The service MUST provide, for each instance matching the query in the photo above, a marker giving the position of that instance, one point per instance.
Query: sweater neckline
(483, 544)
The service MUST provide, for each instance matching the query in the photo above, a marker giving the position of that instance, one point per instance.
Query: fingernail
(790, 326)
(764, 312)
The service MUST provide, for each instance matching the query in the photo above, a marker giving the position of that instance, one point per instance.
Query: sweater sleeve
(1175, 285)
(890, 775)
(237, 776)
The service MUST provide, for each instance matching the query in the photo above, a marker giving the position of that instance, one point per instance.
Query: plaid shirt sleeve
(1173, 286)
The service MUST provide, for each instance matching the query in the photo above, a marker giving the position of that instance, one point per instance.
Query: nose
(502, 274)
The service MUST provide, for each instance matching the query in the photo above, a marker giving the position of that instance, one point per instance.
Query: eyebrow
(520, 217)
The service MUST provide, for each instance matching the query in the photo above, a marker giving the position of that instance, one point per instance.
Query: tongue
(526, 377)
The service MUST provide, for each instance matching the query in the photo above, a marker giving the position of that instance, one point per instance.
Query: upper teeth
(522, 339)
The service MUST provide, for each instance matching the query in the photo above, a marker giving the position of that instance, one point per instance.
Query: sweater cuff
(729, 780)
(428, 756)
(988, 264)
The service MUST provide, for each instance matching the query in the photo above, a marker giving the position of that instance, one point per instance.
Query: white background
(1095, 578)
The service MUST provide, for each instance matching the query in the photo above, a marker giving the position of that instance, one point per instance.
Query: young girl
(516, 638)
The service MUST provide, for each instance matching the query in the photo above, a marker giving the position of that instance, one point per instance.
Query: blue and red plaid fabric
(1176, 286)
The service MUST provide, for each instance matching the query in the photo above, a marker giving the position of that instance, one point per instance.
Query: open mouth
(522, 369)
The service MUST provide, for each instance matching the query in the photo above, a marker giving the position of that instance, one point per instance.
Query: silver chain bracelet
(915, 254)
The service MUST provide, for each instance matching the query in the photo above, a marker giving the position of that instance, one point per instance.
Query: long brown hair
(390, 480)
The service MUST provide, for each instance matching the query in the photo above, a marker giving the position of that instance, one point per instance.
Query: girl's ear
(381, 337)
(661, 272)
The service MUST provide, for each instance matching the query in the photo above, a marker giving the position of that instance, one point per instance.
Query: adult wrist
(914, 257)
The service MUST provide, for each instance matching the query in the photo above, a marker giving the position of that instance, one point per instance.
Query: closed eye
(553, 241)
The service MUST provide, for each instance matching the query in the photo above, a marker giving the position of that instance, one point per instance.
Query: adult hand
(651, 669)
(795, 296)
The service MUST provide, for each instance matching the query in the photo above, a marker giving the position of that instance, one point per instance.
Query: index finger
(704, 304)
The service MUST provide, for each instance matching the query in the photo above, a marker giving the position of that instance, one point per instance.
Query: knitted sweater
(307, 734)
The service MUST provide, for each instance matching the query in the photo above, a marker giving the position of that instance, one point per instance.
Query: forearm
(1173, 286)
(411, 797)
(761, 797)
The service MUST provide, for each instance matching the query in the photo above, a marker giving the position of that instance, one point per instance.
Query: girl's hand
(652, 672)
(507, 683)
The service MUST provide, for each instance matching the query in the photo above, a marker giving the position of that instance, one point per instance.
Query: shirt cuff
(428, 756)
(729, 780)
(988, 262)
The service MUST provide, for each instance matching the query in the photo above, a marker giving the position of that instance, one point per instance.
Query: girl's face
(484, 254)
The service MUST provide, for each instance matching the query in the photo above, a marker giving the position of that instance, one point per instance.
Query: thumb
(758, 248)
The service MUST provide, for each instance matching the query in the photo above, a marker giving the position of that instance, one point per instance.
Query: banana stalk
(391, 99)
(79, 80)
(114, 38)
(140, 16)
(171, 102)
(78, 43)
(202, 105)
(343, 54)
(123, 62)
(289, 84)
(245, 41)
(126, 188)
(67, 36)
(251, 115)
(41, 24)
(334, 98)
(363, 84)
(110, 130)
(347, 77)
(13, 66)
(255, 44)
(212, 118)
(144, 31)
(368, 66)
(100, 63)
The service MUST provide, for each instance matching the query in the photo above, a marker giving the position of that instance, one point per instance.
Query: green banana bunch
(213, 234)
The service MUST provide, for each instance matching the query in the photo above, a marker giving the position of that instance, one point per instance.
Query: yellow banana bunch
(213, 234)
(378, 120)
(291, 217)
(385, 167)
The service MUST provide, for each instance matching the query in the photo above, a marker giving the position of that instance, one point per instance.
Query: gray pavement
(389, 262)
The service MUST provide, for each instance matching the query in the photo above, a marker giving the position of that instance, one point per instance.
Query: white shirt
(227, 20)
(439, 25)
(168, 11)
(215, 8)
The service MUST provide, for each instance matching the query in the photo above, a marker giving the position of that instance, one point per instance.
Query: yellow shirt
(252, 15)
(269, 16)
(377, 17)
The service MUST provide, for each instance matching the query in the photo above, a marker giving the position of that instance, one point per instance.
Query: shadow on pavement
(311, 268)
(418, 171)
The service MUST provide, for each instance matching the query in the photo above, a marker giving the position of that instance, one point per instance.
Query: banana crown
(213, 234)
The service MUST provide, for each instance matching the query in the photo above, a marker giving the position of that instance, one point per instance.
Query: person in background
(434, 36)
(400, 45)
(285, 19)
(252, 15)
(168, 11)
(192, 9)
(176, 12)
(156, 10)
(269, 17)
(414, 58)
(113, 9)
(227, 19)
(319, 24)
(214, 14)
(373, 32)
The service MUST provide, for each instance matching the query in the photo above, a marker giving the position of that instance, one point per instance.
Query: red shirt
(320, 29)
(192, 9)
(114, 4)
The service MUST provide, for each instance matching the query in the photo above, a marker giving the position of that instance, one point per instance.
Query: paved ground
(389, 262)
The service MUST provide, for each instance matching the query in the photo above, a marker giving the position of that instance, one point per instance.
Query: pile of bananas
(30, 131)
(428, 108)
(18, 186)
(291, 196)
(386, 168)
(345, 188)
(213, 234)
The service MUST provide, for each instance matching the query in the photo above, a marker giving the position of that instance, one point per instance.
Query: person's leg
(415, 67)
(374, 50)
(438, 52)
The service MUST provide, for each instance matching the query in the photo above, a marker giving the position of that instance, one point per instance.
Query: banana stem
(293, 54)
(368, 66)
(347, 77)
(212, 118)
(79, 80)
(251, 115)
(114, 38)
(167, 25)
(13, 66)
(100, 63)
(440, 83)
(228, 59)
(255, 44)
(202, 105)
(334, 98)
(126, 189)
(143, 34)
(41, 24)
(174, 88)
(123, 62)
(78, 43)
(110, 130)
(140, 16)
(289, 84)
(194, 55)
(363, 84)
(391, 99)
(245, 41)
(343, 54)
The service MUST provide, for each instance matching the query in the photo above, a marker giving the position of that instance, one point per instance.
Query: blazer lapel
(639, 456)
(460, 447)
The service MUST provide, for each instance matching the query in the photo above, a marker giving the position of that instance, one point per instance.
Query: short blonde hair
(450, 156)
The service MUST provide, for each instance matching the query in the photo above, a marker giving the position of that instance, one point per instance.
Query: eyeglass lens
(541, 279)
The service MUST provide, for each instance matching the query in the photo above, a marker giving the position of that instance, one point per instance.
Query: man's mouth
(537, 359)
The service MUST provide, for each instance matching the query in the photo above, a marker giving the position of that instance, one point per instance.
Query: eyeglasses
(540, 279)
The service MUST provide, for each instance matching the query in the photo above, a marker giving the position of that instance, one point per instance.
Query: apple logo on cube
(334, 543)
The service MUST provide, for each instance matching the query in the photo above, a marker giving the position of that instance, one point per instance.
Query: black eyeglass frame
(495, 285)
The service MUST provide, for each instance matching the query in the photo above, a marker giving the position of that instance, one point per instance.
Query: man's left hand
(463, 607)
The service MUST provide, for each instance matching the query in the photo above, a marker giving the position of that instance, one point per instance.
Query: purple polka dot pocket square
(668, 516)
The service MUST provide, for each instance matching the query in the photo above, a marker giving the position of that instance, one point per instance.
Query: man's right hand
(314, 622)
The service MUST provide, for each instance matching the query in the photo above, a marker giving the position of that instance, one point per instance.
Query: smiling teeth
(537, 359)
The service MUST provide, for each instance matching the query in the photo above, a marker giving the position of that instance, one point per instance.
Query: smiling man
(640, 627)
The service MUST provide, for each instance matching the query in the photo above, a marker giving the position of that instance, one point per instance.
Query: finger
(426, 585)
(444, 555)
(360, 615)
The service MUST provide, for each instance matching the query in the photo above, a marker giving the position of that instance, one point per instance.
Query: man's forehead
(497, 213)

▸ Task requirements
Show every line in the records above that contains the word "girl", copying each such line in full. Capital and small letters count, so only lines that match them count.

▸ Response to the exercise
Query: young girl
Query: girl's ear
Query: girl's hand
Query: girl's face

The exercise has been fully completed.